TRECHO DO DOCUMENTO:
╔══
Um conhecido procurador de justiça do Estado da Bahia,  em entrevista recente aos órgãos de comunicação, referiu-se ao Mutirão Carcerário, afirmando que este não passa de uma ação midiática, comparando-o a uma pessoa que tem péssimos hábitos alimentares, não pratica qualquer exercício físico e, para resolver sua obesidade, faz uma lipoaspiração a cada seis meses, sendo que, no caso do mutirão, os problemas estruturais não são enfrentados e então se faz o mutirão para tentar desinchar as cadeias e presídios.

A Associação dos Magistrados do Maranhão, em 29.04.2010, outrossim, firmou o entendimento de que os mutirões carcerários, realizados sem a participação do juiz do processo de conhecimento ou da execução penal, ofende o princípio do Juiz Natural e institui “um tribunal de exceção”. Por essa razão, apresentou ao Conselho Nacional de Justiça (CNJ) o Pedido de Providências n.º 00003157-59.2010.2.00.0000, destacando que aquele Colendo Conselho de Justiça já havia decidido que não se podia cogitar o afastamento dos juízes titulares das varas beneficiadas (PCA n.º 043/2005/CNJ):

“Outros juristas entendem que mesmo que os Tribunais designem magistrados para atuarem concorrentemente com o juiz natural, a ofensa ao princípio do juiz natural ainda persistirá, vez que,  no mutirão carcerário, os feitos serão encaminhados para juízes incompetentes. A competência é a medida da jurisdição e esta é intransferível, intransmissível, indelegável.”
╚══
DADOS FORNECIDOS:
╔══
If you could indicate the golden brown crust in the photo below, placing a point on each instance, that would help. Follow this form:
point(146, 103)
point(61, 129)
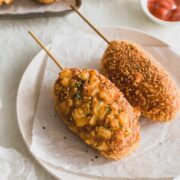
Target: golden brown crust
point(145, 84)
point(97, 111)
point(6, 2)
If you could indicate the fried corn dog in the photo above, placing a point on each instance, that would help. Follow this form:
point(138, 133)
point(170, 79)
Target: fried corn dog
point(144, 82)
point(46, 1)
point(95, 110)
point(6, 2)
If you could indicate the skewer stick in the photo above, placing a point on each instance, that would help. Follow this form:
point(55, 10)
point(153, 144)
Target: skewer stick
point(92, 26)
point(45, 49)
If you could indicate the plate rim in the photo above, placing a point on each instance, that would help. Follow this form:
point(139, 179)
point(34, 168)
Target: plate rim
point(73, 174)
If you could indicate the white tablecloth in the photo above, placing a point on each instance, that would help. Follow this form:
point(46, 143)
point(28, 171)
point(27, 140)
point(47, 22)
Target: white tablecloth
point(17, 49)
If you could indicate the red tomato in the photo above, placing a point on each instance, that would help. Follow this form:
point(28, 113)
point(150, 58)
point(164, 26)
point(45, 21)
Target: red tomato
point(165, 9)
point(167, 4)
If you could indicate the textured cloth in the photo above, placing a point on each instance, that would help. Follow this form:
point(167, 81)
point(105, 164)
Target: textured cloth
point(17, 50)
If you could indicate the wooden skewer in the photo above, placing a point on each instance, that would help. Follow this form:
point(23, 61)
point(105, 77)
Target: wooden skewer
point(45, 49)
point(93, 27)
╚══
TAREFAS:
- 1) No texto sobre o Mutirão Carcerário, reescreva o trecho que vai de "Um conhecido procurador" até "cadeias e presídios.", substituindo "lipoaspiração" por "cirurgia plástica".
- 2) Dê continuidade ao texto sobre o Mutirão Carcerário, começando logo após a última frase.

RESPOSTAS DOS EXERCÍCIOS:
- 1)
Um conhecido procurador de justiça do Estado da Bahia,  em entrevista recente aos órgãos de comunicação, referiu-se ao Mutirão Carcerário, afirmando que este não passa de uma ação midiática, comparando-o a uma pessoa que tem péssimos hábitos alimentares, não pratica qualquer exercício físico e, para resolver sua obesidade, faz uma cirurgia plástica a cada seis meses, sendo que, no caso do mutirão, os problemas estruturais não são enfrentados e então se faz o mutirão para tentar desinchar as cadeias e presídios.

- 2)
 2.  O princípio do Juiz Natural e o Juízo de exceção

O princípio do juiz natural e a garantia de que não haverá juízo ou tribunal de exceção, encontram-se inscritos nos incisos LIII e XXXVII do art. 5° da Constituição Federal vigente.
Tem por escopo  garantir a imparcialidade do Judiciário e a segurança do povo contra o arbítrio estatal. O juiz natural é somente aquele integrado no Poder Judiciário, com todas as garantias institucionais e pessoais previstas na Constituição Federal, devendo, esse princípio,  ser interpretado em sua plenitude, de forma a não só inibir a criação de Tribunais ou juízos de exceção, como também a  exigir respeito absoluto às regras objetivas de determinação de competência, para que não seja afetada a independência e a imparcialidade do órgão julgador.

O Juiz Natural é princípio albergado, no ordenamento pátrio, desde a Constituição Política do Império do Brasil, publicada em 25 de março de 1824, em que previa em seu Título VIII – “Das disposições geraes, e garantias dos direitos civis e políticos dos cidadãos brazileiros”, extenso rol de direitos humanos fundamentais, entre eles o princípio do Juiz Natural, repetido, igualmente, por nossa 1ª Constituição Republicana, de 24 de fevereiro de 1891, que, em seu Título III – Seção II, o previa na Declaração de Direitos, assim como nas demais Cartas Republicanas que se seguiram.

Dessarte, o direito a um juiz imparcial constitui garantia fundamental na administração da Justiça num Estado Democrático de Direito, servindo de substrato para a previsão, em matéria de direito processual,  das hipóteses de impedimento e suspeição do magistrado, sempre no intuito de garantir a imparcialidade do órgão julgador.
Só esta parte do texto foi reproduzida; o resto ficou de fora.